▶ **STATED TASK**
Give the entries that start at the line containing "drawmask --target arcade" and end at the line containing "191], [42, 195]]", both lines included, as a two-column CSV with the headers input and output. Write one row per entry, with its text and its answer each in a single quoted field and all line breaks replaced by spaces.
___ TASK DATA
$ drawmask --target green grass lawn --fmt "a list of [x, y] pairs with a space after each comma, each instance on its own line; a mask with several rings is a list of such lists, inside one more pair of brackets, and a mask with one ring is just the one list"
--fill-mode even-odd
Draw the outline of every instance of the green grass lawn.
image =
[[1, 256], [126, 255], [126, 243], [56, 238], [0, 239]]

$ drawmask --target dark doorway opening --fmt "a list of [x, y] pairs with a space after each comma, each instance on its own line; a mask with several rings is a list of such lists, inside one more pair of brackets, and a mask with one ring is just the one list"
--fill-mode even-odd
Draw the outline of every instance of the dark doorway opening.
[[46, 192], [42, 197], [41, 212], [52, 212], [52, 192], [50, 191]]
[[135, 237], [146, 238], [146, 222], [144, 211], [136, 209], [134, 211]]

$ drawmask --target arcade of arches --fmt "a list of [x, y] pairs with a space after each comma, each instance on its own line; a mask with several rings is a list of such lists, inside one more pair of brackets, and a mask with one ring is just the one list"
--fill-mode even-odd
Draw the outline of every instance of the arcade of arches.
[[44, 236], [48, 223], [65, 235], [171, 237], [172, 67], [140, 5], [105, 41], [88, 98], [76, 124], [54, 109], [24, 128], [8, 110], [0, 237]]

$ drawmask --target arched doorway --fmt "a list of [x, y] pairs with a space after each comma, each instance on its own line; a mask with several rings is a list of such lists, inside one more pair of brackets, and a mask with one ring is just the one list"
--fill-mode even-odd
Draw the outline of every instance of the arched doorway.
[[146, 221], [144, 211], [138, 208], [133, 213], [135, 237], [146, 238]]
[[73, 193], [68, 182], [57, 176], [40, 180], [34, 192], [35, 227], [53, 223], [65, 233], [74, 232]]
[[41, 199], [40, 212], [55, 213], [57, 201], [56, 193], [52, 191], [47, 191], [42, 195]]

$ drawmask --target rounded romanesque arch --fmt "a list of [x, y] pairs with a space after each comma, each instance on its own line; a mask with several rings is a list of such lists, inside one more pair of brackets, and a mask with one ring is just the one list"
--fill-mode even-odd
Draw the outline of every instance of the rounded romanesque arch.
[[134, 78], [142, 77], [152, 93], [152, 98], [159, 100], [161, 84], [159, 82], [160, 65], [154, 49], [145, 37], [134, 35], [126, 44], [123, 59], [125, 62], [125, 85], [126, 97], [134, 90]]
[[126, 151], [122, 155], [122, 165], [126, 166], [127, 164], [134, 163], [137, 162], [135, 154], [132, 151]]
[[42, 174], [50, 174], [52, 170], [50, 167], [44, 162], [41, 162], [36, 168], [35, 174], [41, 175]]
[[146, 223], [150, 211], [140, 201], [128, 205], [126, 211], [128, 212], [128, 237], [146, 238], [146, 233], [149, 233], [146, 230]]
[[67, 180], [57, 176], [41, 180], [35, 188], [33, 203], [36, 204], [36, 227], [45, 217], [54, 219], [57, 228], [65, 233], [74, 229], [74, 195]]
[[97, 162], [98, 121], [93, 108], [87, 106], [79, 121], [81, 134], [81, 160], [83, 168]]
______
▶ **IN RESPONSE**
input,output
"$ drawmask --target arcade of arches --fmt ""a list of [x, y] pairs with a space after each comma, each instance on its own line; a mask with several rings is a list of such lists, inside one more pair of brackets, and a mask with one ring is just the one list"" --fill-mode even-odd Draw the outline of every instance of the arcade of arches.","[[44, 236], [48, 223], [65, 235], [171, 237], [172, 67], [140, 5], [105, 41], [88, 98], [76, 124], [54, 109], [24, 128], [8, 110], [0, 237]]"
"$ drawmask --target arched doorway --fmt ""a list of [x, y] pairs with a space after each comma, each instance on its own line; a mask with several rings is a list of such lists, inside one more pair of brackets, and a mask with one ring is just the one list"" --fill-mode even-odd Draw the outline of every instance of the arched doorway.","[[146, 221], [144, 211], [138, 208], [133, 213], [135, 237], [146, 238]] [[73, 193], [68, 182], [57, 176], [40, 180], [34, 192], [35, 227], [53, 223], [65, 233], [74, 232]] [[41, 199], [40, 212], [55, 213], [57, 201], [56, 193], [52, 191], [47, 191], [42, 195]]"